START GIVEN DATA
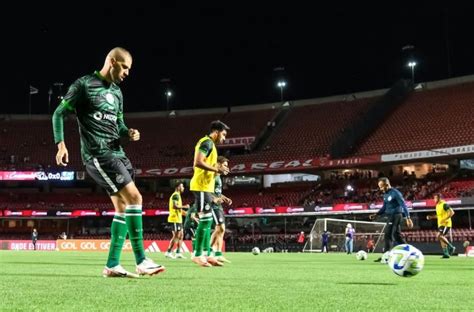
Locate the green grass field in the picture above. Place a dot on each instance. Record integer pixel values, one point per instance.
(72, 281)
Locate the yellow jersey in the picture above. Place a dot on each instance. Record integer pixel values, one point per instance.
(442, 213)
(203, 180)
(175, 215)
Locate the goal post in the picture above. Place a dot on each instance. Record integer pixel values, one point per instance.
(364, 231)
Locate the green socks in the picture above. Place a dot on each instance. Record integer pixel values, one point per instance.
(118, 233)
(204, 229)
(133, 217)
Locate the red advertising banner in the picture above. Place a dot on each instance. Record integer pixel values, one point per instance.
(259, 167)
(17, 175)
(103, 245)
(43, 245)
(240, 141)
(240, 211)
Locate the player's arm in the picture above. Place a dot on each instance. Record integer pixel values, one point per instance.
(405, 212)
(176, 204)
(67, 106)
(226, 199)
(450, 211)
(200, 158)
(217, 200)
(431, 217)
(124, 131)
(378, 213)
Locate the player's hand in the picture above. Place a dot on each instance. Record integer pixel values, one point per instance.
(228, 201)
(62, 156)
(223, 170)
(134, 134)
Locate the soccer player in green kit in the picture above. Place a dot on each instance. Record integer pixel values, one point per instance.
(97, 101)
(217, 238)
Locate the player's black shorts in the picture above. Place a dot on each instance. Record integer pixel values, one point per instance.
(112, 174)
(218, 216)
(176, 226)
(189, 232)
(443, 230)
(203, 200)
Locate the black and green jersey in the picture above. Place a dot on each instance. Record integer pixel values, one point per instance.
(217, 190)
(98, 106)
(189, 223)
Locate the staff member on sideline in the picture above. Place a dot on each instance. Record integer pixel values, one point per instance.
(395, 209)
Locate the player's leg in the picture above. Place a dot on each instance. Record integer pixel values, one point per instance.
(388, 236)
(397, 226)
(220, 232)
(118, 234)
(106, 173)
(205, 220)
(179, 242)
(133, 216)
(173, 240)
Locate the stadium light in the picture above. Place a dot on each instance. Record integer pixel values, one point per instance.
(168, 94)
(412, 65)
(281, 84)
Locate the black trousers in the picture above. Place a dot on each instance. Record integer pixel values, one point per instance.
(393, 231)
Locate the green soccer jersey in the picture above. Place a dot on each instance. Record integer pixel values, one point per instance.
(189, 223)
(98, 106)
(217, 190)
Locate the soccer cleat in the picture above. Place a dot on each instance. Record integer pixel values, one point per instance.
(214, 262)
(169, 255)
(222, 259)
(201, 261)
(118, 271)
(451, 250)
(179, 256)
(149, 267)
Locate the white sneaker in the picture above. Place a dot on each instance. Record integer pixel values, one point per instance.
(179, 256)
(169, 255)
(222, 259)
(149, 267)
(118, 271)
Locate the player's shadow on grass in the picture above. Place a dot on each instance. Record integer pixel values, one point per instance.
(52, 263)
(52, 275)
(367, 283)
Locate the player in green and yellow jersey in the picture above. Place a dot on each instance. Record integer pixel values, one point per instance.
(175, 218)
(217, 238)
(202, 185)
(443, 213)
(97, 101)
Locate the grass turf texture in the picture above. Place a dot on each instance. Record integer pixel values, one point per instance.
(72, 281)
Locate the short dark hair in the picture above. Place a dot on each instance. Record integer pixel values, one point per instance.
END GIVEN DATA
EXERCISE OBJECTIVE: Give the listing again word for word. Skip any pictures.

TASK RESPONSE:
Locate the green grass field in the picture above. Place a dot on each instance. Record integer pixel values, one point per instance.
(72, 281)
Locate the yellow jersey in the picture above. Place a dot on each instance. Record integer pixel values, one point per instance.
(442, 213)
(203, 180)
(175, 215)
Locate the goal post in the picture above. Place a dot on each instance. Record integer pixel values, one point per instance.
(364, 231)
Locate the green socks in the picture above. Place a dot on each instance. Record integer pixel values, one point per instance.
(118, 233)
(204, 229)
(133, 217)
Locate the red advertising banner in the picture above. Place a dot on each instance. Record integer pixel values, one point per instance.
(259, 167)
(17, 175)
(103, 245)
(43, 245)
(240, 141)
(240, 211)
Locate the player's arm in the picture above. Place a dot on each instance. Record integer pixel values, one point per instance.
(405, 212)
(176, 204)
(67, 106)
(226, 199)
(450, 211)
(200, 158)
(217, 200)
(431, 217)
(124, 131)
(378, 213)
Locate the player's hand in the picture above. Place a dot on each instance. Record integer pixel values, one point per instance.
(228, 201)
(62, 156)
(223, 170)
(134, 134)
Locate the soccer player in green kit in the picture above. Place a dot on each instance. Record integer pixel values, one point per instance.
(97, 101)
(217, 238)
Locate the player's black shorts in the picture above. Place a dot on each instance. Record integer pixel values, one point per instance.
(112, 174)
(218, 216)
(176, 226)
(189, 232)
(443, 230)
(203, 200)
Locate the black and green jersey in the picture above. Place a dot on each instance. Record integer pixel values, one point per instance.
(217, 190)
(98, 106)
(189, 223)
Locate the staff member on sideline in the picture above. Place a dot on each instance. Record integer pixel values, one point per instance.
(395, 209)
Locate the player's leg in the picture above. Place a dot on each instance. Record integer pixel values, one point per instance.
(388, 236)
(397, 226)
(220, 232)
(118, 234)
(106, 173)
(205, 220)
(179, 242)
(133, 216)
(173, 240)
Locate the stadium light in the picture above. Place a dot on each instance. Record integer pixel values, one point per instance.
(168, 94)
(412, 65)
(281, 84)
Locate the black trousers in the picture above. Place a dot on each instance. Record integer pixel values, one point per instance.
(393, 231)
Locate the green soccer jersey in the picture above. Place a dot on each instance. Record integer pixel values, one point per instance.
(189, 223)
(98, 106)
(217, 190)
Locate the soccer cleat in the picture above. Place a dot on each instance. Record integer pixel values, one point per instance.
(214, 262)
(169, 255)
(222, 259)
(201, 261)
(118, 271)
(451, 250)
(179, 256)
(149, 267)
Locate the white sneaker in the picture above. Place a dot on each instance. Record integer pixel values, one point per instance.
(179, 256)
(169, 255)
(222, 259)
(149, 267)
(118, 271)
Locate the player's shadow on grass in the picture above. Place a dot on each instance. Record integer pixel values, one point per instance.
(52, 263)
(52, 275)
(367, 283)
Locate the player in green and yellow jersey in the picture above. Place a dot on each instance. Record integer pixel values, one point per instance.
(175, 218)
(217, 238)
(202, 185)
(443, 213)
(97, 101)
Locate the grass turf texture in the picture above. Place a dot on each instance. Record integer pixel values, one point per instance.
(72, 281)
Locate the short dark hair in the picture above. Place a dot on each instance. Record integer pixel values, one point per instance.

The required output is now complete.